DOCUMENT SEGMENT —
= = = = =
Adventure Architecture Art Geology Lakes Landscapes Machinery Maritime Reflections Tora Wairarapa

August 31, 2018 … at the end of Winter

In New Zealand, there is an ongoing debate as to the boundaries of each season. We have a meteorological calendar which says that Spring begins on September 1, and an Astronomical calendar which has it beginning at the vernal equinox (about Sept 23) . Either way, I have been seeing daffodils and lambs for at least a month already.

Not so long ago, the Waiwhetu stream was notoriously polluted. It has been cleaned up in recent times, and can look pretty in the right light

Despite the arrival or approach of Spring, the weather has been extremely changeable so whenever there is stillness I am out and about. Sometimes, when the air is still, it is possible to get a pleasant image from the midst of an industrial zone. This image is of the Waiwhetu Stream as it passes through Seaview among all the light industry.

Some of Mary’s lavender

Then it turned rough again, so I played with my lightbox and some lavender that Mary grows in a pot at the back door.
= = = = =
PROBLEM — Continue the end-of-winter photography blog post from its last sentence.

COLLECTED MATERIAL —
= = = = =
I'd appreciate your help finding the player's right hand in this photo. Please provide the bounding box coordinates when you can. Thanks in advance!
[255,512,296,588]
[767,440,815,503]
= = = = =
WRITTEN RESPONSE —
Dominion Farmers
Dominion Farmers Building, Featherston St

I have an interest in architectural photography and chose to wander the CBD. I have always liked the old Dominion Farmers building on Featherston street. These days, only the facade remains as there is a modern building inside the shell. I am glad they retained the facade.

Lambton Quay
Lambton Quay

On Lambton Quay there is a mix of old and new. The Hallensteins building on the left was once home to Whitcoulls, the bookseller, but they vacated due to earthquake risk. I presume remedial work was carried out before Hallensteins moved in. To the right is one of Wellington’s new double-decker buses made by Xiamen Fengtai Bus and Coach International. The introduction of the new fleet with new routes and new timetables has been a total circus and has met with almost universal condemnation for its perceived  ineptitude. A major redesign is promised.

Through a pub door darkly, the structure of the floating crane Hikitia

I was walking along Cable Street and glanced into the door of Mac’s Brewbar, a popular waterfront hostelry. The door was closed but the glass panels gave an interesting view through the opposite window of the Hikitia. According to Wikipedia, she is thought to be the only working steam-powered floating crane of her type left in the world. She sailed under her own steam from Scotland to Wellington in 1926. That is seamanship.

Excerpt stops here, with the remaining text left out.